*THE PROBLEM:*
Continue the article on agentic retrieval and vector indexing, picking up right after its final sentence.

The Rise of Agentic Retrieval Over Vector Indexing

The successful stories of Claude Code have shown that in RAG, you can skip heavyweight vector databases and let the LLM itself handle retrieval using simple tools, such as well-written llms.txt and grep calls. Surprisingly, this minimalist approach delivers more accurate and faster retrieval, demonstrating that reasoning-driven retrieval can outperform embedding-based methods in both retrieval precision and latency. This insight challenges the default assumptions behind mainstream RAG systems.

We take the same principle beyond code.

PageIndex (GitHub) is a vectorless, reasoning-based RAG framework that mirrors how human experts read, navigate, and extract knowledge from long, complex documents. Instead of relying on chunking and vector similarity search, PageIndex transforms documents into a tree-structured, in-context index and enables LLMs to perform agentic reasoning over that structure for context-aware retrieval. The retrieval process is traceable and interpretable, and requires no vector database or chunking.

For more details, see the blog post on the PageIndex framework.

The RAG Pipeline We All Know, but Increasingly Use Less

Classic RAG Pipelines

The classic RAG pipeline works like this:

split content into chunks → embed → store in a vector DB → semantic search → (blend with keyword search) → (rerank) → stuff the context → answer.

It works, but it’s complex to build, hard to maintain, and slow to iterate, often more infrastructure than you really need.

Agentic Retrieval is Emerging

In contrast, a new wave of coding agents like Claude Code takes a refreshingly simple approach:

No pre-indexing.
Just agentic retrieval: give the LLM a few basic file tools (grep, glob, etc.) and a compact directory of the space (e.g., a curated llms.txt describing what’s where).
Let the model decide what to open next based on its own thinking and reasoning.

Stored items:

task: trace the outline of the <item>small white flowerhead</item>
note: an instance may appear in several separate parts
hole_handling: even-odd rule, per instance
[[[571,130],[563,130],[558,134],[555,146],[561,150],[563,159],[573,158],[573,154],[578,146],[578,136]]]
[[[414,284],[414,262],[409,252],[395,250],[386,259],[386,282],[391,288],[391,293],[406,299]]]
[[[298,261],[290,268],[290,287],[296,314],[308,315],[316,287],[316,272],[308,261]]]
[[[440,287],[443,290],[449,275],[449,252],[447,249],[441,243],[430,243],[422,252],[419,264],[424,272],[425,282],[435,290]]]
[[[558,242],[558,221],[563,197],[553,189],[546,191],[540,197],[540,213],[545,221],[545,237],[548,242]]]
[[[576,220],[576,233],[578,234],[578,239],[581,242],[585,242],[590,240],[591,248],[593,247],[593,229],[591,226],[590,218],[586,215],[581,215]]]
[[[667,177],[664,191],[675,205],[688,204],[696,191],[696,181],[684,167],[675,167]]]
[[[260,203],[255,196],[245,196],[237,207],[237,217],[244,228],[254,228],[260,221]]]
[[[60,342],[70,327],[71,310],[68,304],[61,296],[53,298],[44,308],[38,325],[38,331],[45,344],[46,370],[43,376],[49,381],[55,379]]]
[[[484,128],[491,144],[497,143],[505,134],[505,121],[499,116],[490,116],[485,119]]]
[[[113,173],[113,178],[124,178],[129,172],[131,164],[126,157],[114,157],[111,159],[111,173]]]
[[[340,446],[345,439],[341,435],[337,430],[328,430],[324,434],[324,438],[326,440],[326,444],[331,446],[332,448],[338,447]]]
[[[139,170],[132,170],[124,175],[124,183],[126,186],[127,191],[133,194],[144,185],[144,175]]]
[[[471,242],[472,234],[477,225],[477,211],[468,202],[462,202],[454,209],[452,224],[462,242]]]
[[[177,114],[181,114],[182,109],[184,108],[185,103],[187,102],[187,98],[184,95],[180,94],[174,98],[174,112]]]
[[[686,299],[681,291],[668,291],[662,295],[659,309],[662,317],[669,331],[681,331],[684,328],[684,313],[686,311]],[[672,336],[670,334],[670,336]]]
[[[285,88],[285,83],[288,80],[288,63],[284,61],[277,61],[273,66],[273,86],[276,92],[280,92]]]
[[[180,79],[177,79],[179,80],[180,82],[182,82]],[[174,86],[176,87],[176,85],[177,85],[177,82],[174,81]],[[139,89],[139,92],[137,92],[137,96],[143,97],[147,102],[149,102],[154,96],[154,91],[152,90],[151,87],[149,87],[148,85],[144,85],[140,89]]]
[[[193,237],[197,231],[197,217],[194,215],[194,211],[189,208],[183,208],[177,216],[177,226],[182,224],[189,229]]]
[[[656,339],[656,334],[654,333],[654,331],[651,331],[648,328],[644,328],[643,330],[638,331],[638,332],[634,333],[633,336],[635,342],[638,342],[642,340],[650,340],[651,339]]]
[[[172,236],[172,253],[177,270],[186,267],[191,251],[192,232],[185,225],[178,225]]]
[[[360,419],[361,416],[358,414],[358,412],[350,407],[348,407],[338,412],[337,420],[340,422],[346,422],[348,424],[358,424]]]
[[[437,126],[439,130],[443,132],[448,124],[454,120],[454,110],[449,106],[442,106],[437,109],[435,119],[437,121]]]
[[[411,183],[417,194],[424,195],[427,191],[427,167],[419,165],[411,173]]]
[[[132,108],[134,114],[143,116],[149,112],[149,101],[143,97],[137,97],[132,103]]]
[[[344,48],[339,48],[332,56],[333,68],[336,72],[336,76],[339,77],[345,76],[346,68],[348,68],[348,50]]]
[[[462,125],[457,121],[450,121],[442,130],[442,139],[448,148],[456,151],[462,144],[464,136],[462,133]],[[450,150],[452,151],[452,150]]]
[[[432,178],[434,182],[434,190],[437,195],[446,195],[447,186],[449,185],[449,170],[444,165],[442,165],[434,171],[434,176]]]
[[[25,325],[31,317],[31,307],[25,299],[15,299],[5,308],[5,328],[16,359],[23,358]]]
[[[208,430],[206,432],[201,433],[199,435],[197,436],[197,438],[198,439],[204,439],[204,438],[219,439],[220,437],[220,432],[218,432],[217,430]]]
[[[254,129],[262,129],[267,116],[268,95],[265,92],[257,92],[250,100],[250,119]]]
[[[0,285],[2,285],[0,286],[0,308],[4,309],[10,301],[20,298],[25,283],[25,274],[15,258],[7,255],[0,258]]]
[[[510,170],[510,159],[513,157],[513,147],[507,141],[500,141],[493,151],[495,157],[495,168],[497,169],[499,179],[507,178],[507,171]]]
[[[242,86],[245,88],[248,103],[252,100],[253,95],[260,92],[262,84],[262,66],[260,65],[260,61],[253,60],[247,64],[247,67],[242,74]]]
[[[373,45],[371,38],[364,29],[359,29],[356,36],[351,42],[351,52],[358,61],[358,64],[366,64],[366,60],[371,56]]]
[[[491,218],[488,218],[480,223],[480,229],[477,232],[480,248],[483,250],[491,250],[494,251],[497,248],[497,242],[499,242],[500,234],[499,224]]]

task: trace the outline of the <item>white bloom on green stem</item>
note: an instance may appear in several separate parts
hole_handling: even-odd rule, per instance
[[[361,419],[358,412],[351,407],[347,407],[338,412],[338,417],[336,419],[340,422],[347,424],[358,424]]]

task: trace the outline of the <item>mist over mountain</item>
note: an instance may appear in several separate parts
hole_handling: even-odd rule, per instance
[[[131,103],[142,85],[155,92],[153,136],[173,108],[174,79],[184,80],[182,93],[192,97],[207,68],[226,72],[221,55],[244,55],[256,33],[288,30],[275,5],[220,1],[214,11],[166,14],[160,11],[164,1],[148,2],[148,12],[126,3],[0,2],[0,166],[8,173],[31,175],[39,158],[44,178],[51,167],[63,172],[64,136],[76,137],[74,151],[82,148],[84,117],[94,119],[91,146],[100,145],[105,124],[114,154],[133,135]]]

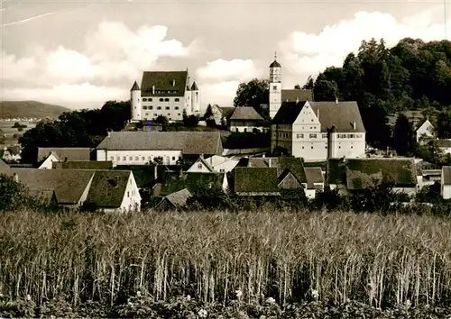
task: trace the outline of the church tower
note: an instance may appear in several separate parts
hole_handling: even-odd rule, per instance
[[[130,120],[132,122],[139,122],[143,120],[143,117],[141,116],[141,112],[143,110],[141,102],[141,88],[136,81],[134,81],[133,86],[130,89],[130,103],[132,111]]]
[[[281,66],[277,61],[277,55],[274,61],[270,65],[270,116],[272,119],[276,116],[281,105]]]

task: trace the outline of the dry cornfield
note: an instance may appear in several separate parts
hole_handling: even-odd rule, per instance
[[[346,212],[0,218],[0,293],[115,303],[147,292],[226,304],[451,304],[451,220]]]

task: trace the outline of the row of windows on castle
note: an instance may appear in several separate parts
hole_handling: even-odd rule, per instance
[[[275,132],[274,132],[275,135]],[[297,133],[296,138],[297,139],[307,139],[308,134],[304,133]],[[280,132],[279,137],[280,138],[286,138],[286,139],[290,139],[291,138],[291,133],[286,133],[286,132]],[[323,139],[327,138],[327,133],[323,133],[323,134],[317,134],[317,133],[309,133],[308,134],[308,139],[317,139],[318,136],[321,136]],[[363,137],[362,134],[336,134],[337,139],[361,139]]]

*TASK OUTPUT:*
Benchmark comparison of retrieval methods from Lance Martin's blog post

In real-world tests on developer docs, practitioners have found that a well-crafted llms.txt (URLs + succinct descriptions) plus simple tool calls, such as grep, outperforms vector DB pipelines for various coding tasks. It’s not only more accurate, but also dramatically easier to maintain and update.

Why does this minimalist approach work so well?

Codebases have explicit structure and intent. Each function, class, or module serves a clear purpose and lives in a predictable, structured place. When an agent understands the task, e.g., “find how this API handles authentication”, it can trace that logic directly through file names, imports, and docstrings, without needing fuzzy semantic matching.
The LLM’s reasoning loop is the retrieval algorithm. Instead of outsourcing relevance to a vector search system, the model plans its own retrieval path, deciding what to open, read, and reference next, guided by its internal understanding of context and goals.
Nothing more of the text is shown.